__EXERCISE DIRECTIONS__. Can you render every line of the entries below as a JSON list of strings, with one string per line and blank lines left out?

━━━ MATERIAL PROVIDED ━━━

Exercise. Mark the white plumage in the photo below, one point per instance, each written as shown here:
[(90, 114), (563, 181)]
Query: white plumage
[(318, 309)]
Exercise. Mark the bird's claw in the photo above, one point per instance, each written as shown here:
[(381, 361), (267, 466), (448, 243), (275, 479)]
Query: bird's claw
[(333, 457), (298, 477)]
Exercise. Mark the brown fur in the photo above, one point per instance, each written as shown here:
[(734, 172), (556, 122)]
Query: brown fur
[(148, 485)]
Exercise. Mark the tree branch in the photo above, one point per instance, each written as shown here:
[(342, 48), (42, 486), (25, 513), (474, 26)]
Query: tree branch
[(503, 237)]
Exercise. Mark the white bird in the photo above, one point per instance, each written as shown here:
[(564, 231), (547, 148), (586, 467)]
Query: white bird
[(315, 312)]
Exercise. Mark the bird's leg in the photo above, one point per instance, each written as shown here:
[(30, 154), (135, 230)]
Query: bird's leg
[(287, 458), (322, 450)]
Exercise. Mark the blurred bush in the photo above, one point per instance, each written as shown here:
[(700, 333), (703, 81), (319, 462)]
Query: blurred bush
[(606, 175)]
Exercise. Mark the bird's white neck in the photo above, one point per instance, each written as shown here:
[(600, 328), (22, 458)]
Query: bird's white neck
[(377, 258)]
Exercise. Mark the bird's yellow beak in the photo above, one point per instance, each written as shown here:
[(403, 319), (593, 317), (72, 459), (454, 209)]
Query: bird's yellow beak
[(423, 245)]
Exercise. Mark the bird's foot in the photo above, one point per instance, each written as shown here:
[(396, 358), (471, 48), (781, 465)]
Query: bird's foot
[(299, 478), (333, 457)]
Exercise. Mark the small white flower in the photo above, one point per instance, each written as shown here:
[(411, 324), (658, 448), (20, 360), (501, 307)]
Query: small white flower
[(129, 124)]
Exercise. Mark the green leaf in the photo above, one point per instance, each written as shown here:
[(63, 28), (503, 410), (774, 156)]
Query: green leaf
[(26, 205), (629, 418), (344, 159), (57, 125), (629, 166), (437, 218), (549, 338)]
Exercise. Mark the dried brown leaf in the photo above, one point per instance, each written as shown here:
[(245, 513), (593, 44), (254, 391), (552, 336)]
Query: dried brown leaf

━━━

__CORRECT RESPONSE__.
[
  "Exercise. Mark the white plumage in the photo below, one point per instance, each written as shown here:",
  "[(90, 114), (563, 181)]",
  "Query: white plumage",
  "[(318, 309)]",
  "Exercise. Mark the bird's claw in the photo above, one point per instance, each written as shown here:",
  "[(381, 361), (267, 466), (448, 243), (275, 479)]",
  "Query: bird's claw",
  "[(333, 457), (298, 477)]",
  "Exercise. Mark the brown fur in the photo above, one point per instance, each written as shown here:",
  "[(734, 172), (556, 122)]",
  "Query: brown fur",
  "[(148, 485)]",
  "Exercise. Mark the tree branch in the photo above, one point per instance, each written as shown here:",
  "[(342, 48), (42, 486), (25, 513), (474, 26)]",
  "Query: tree branch",
  "[(503, 237)]",
  "Exercise. Mark the white bird in the photo above, one point per instance, each written as shown here:",
  "[(564, 231), (547, 148), (586, 467)]",
  "Query: white bird",
  "[(315, 312)]",
  "Exercise. Mark the bird's leg in the photo above, one point per instance, each written as shown here:",
  "[(30, 154), (135, 230)]",
  "Query: bird's leg",
  "[(287, 458), (322, 450)]",
  "Exercise. Mark the blurred bush in the photo above, one point per instance, each written as shown here:",
  "[(700, 333), (703, 81), (319, 462)]",
  "Query: blurred bush",
  "[(606, 175)]",
  "Exercise. Mark the bird's white neck in the photo above, one point per instance, each written as shown here:",
  "[(600, 328), (22, 458)]",
  "Query: bird's white neck",
  "[(377, 258)]",
  "Exercise. Mark the bird's yellow beak in the photo above, one point per instance, each written as shown here:",
  "[(403, 319), (593, 317), (72, 459), (454, 209)]",
  "Query: bird's yellow beak",
  "[(423, 245)]",
  "Exercise. Mark the bird's foot in the photo above, one point per instance, each written as shown here:",
  "[(396, 358), (471, 48), (781, 465)]",
  "Query: bird's foot",
  "[(299, 478), (333, 457)]",
  "Exercise. Mark the small white flower in the photo above, one point per instance, each written as shown here:",
  "[(411, 324), (658, 448), (20, 360), (501, 307)]",
  "Query: small white flower",
  "[(129, 124)]",
  "Exercise. Mark the green leaf in the photo above, one point per instance, each written as shown here:",
  "[(63, 28), (503, 410), (774, 156)]",
  "Query: green leaf",
  "[(26, 205), (629, 418), (344, 159), (57, 125), (629, 166), (437, 218), (549, 338)]",
  "Exercise. Mark the dried brown leaf in the photo above, one point per instance, each written as shown here:",
  "[(245, 513), (593, 44), (254, 391), (552, 336)]",
  "Query: dried brown leaf"
]